Records
_____

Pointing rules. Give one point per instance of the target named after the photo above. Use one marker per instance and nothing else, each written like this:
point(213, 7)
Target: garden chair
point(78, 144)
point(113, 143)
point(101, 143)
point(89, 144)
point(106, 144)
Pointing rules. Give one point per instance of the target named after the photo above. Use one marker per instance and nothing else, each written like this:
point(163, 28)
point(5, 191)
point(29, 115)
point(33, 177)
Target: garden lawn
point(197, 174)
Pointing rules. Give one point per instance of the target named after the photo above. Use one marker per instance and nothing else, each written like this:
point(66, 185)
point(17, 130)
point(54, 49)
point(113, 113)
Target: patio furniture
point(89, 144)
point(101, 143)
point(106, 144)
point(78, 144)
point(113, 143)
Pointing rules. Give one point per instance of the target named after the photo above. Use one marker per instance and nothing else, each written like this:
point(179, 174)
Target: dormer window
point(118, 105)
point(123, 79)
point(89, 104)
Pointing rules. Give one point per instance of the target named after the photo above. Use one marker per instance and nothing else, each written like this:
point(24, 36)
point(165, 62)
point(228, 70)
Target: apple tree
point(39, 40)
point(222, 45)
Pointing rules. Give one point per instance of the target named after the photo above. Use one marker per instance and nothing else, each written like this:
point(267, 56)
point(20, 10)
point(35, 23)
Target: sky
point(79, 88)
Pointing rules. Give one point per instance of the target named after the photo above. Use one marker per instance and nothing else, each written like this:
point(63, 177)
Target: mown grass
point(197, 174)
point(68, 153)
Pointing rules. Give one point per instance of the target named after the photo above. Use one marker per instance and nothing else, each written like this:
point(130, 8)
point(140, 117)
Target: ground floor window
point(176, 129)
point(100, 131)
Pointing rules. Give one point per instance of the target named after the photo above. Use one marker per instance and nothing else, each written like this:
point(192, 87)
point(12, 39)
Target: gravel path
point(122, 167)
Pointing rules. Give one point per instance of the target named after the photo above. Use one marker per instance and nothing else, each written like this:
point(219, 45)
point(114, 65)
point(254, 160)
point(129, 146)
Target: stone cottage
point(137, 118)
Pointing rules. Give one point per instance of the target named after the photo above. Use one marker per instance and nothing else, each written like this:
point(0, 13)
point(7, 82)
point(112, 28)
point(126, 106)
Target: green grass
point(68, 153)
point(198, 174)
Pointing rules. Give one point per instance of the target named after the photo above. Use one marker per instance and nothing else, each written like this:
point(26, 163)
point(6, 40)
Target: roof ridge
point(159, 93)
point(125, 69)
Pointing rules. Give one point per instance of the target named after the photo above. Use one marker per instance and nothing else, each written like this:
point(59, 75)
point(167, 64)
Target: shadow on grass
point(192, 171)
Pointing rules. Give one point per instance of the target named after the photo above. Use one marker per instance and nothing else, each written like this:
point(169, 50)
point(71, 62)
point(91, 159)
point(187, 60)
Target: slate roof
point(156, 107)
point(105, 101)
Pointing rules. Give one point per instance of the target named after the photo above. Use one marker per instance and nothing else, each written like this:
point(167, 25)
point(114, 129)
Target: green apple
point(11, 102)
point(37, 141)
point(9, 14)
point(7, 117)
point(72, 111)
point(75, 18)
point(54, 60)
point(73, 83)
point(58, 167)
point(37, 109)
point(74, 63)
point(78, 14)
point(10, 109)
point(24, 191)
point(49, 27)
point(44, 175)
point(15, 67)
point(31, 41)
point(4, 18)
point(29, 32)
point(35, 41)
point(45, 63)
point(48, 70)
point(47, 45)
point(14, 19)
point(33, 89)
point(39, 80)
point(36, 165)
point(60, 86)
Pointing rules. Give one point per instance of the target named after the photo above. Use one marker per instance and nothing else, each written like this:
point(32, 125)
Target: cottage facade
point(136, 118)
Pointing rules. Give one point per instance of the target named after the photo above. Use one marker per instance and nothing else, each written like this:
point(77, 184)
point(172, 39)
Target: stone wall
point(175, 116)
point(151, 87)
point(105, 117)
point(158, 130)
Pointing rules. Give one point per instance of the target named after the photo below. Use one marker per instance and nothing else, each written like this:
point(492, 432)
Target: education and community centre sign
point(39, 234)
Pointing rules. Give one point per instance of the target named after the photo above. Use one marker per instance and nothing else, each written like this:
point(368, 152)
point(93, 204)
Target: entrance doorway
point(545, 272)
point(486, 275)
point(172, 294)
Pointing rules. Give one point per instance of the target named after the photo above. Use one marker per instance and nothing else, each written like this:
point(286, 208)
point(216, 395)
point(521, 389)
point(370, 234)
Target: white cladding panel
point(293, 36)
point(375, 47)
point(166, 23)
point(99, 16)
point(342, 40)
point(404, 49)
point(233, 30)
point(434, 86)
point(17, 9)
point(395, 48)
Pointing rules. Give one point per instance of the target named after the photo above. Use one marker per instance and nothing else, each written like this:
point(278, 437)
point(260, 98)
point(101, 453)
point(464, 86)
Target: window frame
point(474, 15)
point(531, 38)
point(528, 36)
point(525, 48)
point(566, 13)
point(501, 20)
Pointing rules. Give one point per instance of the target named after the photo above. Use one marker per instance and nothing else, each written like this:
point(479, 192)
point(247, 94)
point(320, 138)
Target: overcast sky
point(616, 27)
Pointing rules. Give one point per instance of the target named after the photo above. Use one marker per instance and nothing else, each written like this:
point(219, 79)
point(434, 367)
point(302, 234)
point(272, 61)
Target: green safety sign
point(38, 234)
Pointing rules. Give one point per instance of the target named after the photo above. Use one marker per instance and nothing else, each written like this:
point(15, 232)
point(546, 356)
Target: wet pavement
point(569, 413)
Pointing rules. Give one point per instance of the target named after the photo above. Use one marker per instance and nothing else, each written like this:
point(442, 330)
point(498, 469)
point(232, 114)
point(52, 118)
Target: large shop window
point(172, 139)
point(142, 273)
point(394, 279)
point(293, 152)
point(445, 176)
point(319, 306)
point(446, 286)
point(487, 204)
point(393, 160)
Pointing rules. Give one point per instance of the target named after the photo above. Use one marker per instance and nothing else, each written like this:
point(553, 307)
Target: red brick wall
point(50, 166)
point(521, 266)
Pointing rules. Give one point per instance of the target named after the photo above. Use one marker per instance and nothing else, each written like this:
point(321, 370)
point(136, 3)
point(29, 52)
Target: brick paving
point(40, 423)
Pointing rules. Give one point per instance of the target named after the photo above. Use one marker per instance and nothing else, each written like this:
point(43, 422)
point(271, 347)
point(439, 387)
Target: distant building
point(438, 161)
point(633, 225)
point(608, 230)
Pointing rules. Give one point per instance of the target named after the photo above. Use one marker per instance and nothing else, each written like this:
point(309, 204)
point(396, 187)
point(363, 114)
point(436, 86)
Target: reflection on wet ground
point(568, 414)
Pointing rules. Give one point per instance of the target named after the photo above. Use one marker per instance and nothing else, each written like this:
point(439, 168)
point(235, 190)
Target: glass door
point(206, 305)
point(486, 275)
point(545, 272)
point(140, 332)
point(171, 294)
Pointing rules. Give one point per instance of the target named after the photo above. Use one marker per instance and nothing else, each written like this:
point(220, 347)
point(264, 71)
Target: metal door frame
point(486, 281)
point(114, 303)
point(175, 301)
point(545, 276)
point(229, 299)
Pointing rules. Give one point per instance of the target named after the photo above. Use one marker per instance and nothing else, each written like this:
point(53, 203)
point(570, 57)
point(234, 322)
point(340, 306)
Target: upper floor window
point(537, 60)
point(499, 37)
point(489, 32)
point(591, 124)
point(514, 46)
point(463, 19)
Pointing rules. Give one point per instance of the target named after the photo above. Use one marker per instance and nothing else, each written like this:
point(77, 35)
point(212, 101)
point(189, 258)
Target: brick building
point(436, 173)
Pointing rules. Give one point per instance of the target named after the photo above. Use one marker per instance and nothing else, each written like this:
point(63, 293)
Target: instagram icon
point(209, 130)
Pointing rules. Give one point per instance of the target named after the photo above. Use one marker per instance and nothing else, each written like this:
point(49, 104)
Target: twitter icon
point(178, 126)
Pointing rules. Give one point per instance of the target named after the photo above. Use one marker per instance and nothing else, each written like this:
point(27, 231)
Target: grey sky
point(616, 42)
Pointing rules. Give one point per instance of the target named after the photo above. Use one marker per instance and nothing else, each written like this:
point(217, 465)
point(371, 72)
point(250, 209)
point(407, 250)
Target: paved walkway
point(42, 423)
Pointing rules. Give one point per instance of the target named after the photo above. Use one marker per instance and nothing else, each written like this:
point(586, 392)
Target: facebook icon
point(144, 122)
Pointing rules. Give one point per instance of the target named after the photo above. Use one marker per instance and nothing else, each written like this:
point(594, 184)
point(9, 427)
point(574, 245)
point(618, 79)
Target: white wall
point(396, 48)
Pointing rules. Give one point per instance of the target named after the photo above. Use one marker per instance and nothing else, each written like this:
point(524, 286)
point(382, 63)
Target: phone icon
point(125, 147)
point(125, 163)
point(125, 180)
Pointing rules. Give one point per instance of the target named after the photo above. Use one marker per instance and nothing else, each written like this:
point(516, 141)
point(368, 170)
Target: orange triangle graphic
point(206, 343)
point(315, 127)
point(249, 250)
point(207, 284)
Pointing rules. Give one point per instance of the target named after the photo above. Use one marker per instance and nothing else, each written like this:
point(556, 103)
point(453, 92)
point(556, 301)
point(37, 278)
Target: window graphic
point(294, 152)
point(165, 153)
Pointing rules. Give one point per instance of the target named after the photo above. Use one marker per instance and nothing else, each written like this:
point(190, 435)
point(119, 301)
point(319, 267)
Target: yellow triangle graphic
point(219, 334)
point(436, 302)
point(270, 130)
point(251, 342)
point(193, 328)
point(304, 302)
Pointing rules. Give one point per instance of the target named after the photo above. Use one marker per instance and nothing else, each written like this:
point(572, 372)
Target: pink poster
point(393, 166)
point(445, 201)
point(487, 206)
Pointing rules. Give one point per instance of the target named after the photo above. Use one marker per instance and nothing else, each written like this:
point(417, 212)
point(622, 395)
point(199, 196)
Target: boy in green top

_____

**Description of the task**
Identify each line of the material above that contains the string "cottage", and copy those lines. Case counts when matching.

**Solution to the problem**
Target: stone cottage
Target: cottage facade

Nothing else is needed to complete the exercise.